Report every line of the records below that contains the word "grille", matching its case exactly.
_ _ _
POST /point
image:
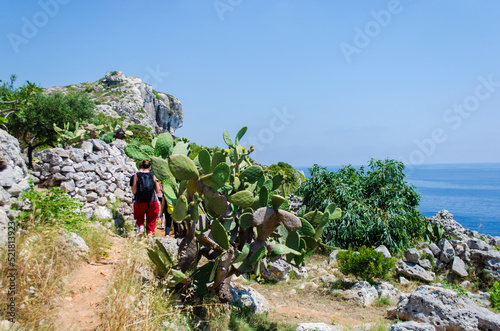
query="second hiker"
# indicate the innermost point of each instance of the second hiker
(145, 187)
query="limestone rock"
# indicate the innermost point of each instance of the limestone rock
(275, 270)
(412, 326)
(314, 327)
(447, 251)
(414, 271)
(412, 255)
(245, 296)
(458, 267)
(444, 309)
(450, 226)
(385, 252)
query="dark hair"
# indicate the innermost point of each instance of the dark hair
(145, 164)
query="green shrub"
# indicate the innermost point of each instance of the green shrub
(495, 295)
(378, 206)
(366, 264)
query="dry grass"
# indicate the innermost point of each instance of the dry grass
(44, 259)
(137, 303)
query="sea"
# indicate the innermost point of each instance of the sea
(471, 192)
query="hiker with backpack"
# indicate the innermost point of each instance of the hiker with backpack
(145, 187)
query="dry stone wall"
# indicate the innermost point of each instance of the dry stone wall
(97, 174)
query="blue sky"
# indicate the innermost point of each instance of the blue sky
(326, 82)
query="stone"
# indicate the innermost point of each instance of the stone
(332, 258)
(245, 296)
(414, 271)
(388, 291)
(458, 267)
(385, 252)
(450, 226)
(412, 255)
(79, 244)
(447, 251)
(67, 169)
(412, 326)
(436, 251)
(4, 226)
(101, 212)
(363, 292)
(275, 270)
(444, 309)
(478, 244)
(314, 327)
(403, 280)
(170, 245)
(426, 264)
(68, 186)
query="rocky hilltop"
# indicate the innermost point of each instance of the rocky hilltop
(129, 97)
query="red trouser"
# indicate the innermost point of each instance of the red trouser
(151, 210)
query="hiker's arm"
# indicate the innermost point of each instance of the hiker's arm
(134, 185)
(157, 185)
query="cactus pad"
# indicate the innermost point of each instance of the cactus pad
(182, 167)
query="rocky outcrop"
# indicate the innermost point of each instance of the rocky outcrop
(13, 179)
(445, 310)
(97, 174)
(117, 95)
(245, 296)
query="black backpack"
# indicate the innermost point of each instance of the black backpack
(145, 186)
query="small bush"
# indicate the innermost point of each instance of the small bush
(495, 296)
(366, 264)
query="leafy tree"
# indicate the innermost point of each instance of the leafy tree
(379, 206)
(33, 124)
(15, 99)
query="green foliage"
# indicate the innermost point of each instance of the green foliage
(291, 178)
(53, 207)
(141, 135)
(495, 295)
(379, 206)
(366, 264)
(34, 125)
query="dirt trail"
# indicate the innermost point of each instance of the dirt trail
(86, 290)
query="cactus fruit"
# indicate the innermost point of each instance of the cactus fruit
(135, 153)
(307, 229)
(217, 158)
(246, 220)
(227, 138)
(240, 135)
(242, 199)
(182, 167)
(205, 160)
(263, 196)
(219, 234)
(180, 209)
(252, 174)
(220, 175)
(164, 145)
(160, 169)
(277, 201)
(276, 182)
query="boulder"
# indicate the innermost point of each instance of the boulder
(412, 255)
(275, 270)
(314, 327)
(458, 267)
(363, 292)
(412, 326)
(414, 271)
(245, 296)
(385, 252)
(436, 251)
(447, 251)
(445, 310)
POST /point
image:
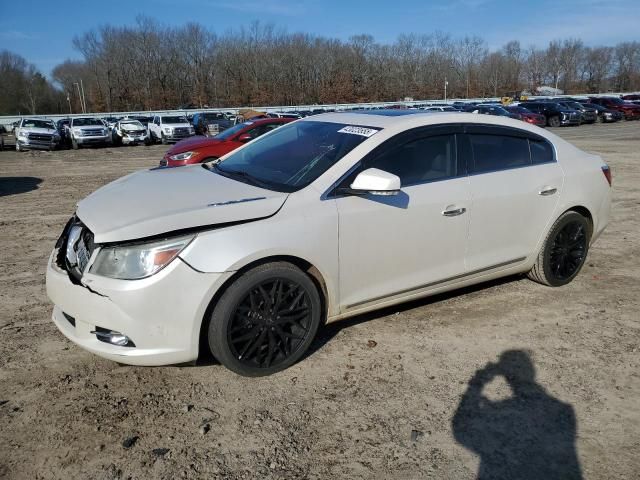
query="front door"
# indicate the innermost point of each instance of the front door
(391, 246)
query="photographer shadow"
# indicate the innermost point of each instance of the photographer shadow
(530, 435)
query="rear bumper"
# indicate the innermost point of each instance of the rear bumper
(161, 314)
(570, 121)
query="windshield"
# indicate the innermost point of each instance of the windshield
(495, 110)
(38, 123)
(212, 116)
(230, 132)
(174, 120)
(293, 156)
(131, 124)
(84, 122)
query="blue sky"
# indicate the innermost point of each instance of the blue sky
(42, 30)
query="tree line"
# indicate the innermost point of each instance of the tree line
(151, 66)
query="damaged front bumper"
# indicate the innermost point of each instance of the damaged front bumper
(161, 315)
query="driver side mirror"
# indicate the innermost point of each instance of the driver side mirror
(375, 182)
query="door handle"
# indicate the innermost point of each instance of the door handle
(454, 212)
(546, 191)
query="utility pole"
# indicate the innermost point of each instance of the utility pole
(445, 88)
(84, 100)
(79, 96)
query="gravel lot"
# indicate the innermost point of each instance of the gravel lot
(378, 397)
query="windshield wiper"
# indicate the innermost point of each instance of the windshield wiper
(239, 173)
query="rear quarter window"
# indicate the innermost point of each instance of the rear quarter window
(541, 151)
(498, 152)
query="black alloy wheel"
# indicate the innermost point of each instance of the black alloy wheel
(266, 320)
(568, 251)
(564, 250)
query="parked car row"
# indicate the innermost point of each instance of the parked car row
(77, 132)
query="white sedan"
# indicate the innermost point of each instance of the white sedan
(327, 217)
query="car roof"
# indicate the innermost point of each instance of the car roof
(260, 121)
(417, 119)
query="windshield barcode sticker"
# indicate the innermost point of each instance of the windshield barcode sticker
(365, 132)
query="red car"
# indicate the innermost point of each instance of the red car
(527, 115)
(200, 149)
(631, 111)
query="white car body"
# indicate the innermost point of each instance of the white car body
(44, 137)
(167, 129)
(130, 132)
(94, 133)
(367, 252)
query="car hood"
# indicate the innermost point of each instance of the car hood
(192, 143)
(163, 200)
(49, 131)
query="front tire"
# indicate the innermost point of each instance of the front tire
(554, 121)
(266, 320)
(564, 251)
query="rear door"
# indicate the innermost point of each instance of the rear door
(515, 183)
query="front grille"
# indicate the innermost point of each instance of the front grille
(180, 131)
(94, 132)
(40, 137)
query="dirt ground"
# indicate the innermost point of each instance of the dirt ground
(393, 394)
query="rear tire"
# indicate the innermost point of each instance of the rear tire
(266, 320)
(563, 252)
(209, 159)
(554, 121)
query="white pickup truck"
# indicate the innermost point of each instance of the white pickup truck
(170, 128)
(36, 133)
(88, 131)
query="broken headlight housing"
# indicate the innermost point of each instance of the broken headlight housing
(136, 261)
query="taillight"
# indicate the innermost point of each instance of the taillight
(607, 173)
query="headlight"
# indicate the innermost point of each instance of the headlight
(183, 156)
(132, 262)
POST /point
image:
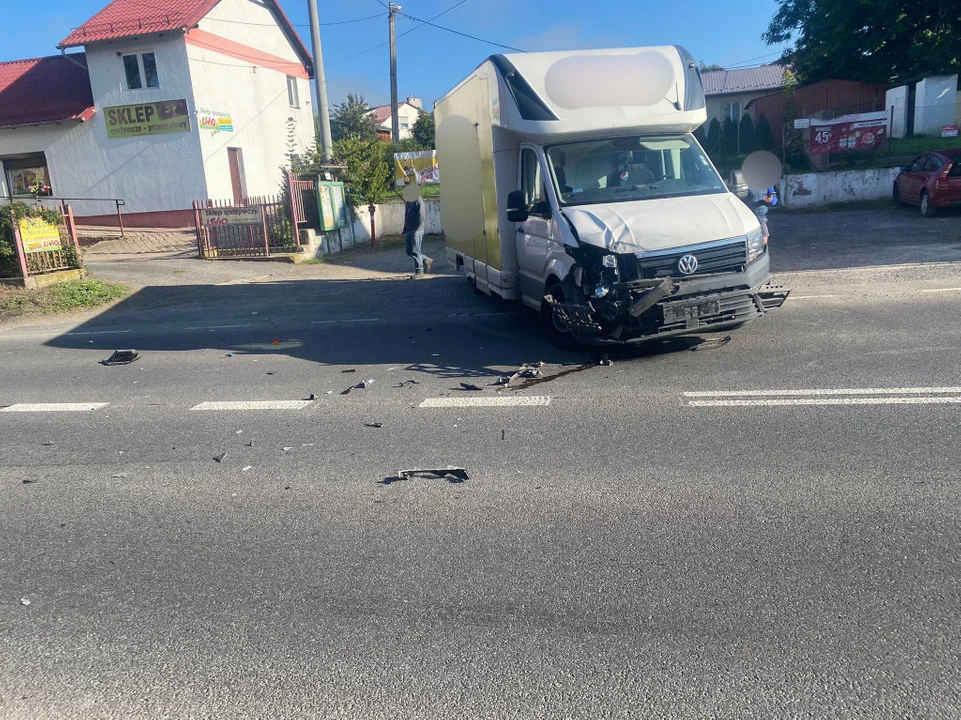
_ _ _
Written solution
query="front grille"
# indicate the innermost point of each instance of the front grille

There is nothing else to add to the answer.